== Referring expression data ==
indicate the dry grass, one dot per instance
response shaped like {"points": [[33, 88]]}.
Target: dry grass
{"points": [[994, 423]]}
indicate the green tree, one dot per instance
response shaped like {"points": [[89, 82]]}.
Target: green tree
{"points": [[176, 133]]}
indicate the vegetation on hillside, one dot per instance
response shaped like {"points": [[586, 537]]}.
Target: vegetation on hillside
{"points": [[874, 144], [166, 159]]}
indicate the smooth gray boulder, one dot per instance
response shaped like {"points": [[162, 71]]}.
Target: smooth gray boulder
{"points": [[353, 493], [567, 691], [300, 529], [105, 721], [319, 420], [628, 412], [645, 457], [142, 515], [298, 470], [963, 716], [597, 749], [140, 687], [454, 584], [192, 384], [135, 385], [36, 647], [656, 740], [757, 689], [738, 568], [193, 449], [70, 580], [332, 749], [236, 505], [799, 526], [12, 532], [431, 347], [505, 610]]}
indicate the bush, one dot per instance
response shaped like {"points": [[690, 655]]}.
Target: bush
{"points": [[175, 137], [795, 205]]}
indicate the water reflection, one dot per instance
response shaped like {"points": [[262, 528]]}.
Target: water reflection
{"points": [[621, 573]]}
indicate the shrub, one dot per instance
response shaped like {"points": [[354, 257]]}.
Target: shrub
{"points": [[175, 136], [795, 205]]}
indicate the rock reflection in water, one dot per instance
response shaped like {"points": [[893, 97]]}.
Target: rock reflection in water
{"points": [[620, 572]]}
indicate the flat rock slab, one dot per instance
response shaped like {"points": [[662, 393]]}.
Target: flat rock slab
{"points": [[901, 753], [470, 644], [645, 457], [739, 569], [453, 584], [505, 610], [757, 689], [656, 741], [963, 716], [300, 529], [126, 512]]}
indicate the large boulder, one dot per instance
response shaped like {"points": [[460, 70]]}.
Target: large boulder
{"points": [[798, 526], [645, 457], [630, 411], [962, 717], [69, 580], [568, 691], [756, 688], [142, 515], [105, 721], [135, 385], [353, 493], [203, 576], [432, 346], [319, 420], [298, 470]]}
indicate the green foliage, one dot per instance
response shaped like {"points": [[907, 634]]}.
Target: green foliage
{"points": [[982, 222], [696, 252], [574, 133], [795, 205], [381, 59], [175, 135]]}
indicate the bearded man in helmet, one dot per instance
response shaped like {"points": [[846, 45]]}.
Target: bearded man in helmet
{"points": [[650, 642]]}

==

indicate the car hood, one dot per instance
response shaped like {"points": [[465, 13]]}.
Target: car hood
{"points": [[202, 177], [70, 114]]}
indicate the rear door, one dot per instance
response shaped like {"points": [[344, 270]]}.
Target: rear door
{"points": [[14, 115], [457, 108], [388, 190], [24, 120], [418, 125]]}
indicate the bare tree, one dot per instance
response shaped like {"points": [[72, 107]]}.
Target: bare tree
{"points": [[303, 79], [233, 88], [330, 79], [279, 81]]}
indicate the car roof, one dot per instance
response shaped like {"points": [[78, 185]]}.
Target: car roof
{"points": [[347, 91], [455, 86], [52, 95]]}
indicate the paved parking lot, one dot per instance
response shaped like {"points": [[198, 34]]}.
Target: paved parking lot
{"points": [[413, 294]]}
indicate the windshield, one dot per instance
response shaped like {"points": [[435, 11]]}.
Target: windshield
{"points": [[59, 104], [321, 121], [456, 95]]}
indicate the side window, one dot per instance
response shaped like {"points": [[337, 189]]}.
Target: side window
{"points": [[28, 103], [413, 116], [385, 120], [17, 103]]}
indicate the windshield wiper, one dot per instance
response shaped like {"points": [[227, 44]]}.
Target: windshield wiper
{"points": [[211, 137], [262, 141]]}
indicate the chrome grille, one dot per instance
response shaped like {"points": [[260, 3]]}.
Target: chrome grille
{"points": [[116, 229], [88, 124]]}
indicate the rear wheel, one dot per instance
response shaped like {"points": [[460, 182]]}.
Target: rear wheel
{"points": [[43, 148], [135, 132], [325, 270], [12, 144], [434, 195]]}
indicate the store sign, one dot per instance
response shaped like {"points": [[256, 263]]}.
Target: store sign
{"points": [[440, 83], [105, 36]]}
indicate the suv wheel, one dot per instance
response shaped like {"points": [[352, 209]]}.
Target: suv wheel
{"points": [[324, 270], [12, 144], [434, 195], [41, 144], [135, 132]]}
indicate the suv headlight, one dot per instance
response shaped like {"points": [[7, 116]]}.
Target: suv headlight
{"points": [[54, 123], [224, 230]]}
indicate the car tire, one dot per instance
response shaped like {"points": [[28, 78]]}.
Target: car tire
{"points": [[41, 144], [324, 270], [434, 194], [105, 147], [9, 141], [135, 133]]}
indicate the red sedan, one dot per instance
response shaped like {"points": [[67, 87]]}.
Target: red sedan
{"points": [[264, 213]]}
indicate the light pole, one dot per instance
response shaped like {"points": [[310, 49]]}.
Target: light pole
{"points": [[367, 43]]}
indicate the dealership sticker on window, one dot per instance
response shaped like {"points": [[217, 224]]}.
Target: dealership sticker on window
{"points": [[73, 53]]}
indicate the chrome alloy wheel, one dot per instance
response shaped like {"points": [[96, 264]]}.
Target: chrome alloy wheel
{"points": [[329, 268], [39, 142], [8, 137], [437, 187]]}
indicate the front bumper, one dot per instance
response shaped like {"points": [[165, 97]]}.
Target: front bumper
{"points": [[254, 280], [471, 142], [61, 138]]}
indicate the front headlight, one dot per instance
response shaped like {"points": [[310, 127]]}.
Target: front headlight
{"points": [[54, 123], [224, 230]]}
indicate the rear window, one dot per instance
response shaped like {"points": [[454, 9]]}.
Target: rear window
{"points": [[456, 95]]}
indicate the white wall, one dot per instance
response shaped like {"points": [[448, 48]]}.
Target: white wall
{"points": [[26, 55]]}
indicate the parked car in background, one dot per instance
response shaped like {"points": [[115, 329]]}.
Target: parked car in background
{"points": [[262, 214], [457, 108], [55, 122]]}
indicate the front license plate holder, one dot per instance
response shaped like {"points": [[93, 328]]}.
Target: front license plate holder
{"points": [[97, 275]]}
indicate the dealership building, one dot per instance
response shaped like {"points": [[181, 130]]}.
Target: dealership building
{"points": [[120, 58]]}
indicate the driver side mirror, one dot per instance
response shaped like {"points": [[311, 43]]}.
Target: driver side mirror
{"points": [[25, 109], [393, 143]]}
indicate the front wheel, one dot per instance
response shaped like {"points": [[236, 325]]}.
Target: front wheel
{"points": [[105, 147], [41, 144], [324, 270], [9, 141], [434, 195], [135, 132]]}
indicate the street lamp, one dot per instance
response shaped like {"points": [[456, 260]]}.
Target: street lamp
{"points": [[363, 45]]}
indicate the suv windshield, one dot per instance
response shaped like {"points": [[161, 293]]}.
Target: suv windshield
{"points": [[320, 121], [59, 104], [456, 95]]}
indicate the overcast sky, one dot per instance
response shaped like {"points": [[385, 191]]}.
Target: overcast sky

--

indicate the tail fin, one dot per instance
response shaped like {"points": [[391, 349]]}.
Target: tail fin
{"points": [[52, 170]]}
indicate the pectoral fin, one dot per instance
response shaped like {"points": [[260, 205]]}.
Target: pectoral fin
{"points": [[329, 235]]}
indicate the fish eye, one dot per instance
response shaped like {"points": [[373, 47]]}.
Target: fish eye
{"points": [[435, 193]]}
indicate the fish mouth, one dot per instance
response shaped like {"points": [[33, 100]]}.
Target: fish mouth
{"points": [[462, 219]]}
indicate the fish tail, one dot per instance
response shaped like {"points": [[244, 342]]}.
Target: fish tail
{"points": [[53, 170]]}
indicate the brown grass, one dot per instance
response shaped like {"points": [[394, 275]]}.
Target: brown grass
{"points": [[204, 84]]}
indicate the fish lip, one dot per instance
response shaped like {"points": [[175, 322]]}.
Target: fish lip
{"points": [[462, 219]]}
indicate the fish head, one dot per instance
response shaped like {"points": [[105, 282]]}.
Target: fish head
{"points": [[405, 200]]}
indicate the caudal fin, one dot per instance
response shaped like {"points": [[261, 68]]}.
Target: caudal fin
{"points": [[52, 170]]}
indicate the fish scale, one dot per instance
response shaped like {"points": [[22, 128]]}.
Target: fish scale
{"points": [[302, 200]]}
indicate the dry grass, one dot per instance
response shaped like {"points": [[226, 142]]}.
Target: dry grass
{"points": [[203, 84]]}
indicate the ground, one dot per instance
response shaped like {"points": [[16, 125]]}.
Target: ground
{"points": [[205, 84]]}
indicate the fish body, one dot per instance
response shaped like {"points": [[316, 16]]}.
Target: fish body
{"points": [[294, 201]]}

== DESCRIPTION OF THE TASK ==
The answer must be every line of the data that contains the word "overcast".

== OUTPUT FOR THIS TASK ==
indicate the overcast sky, one dot per instance
Target: overcast sky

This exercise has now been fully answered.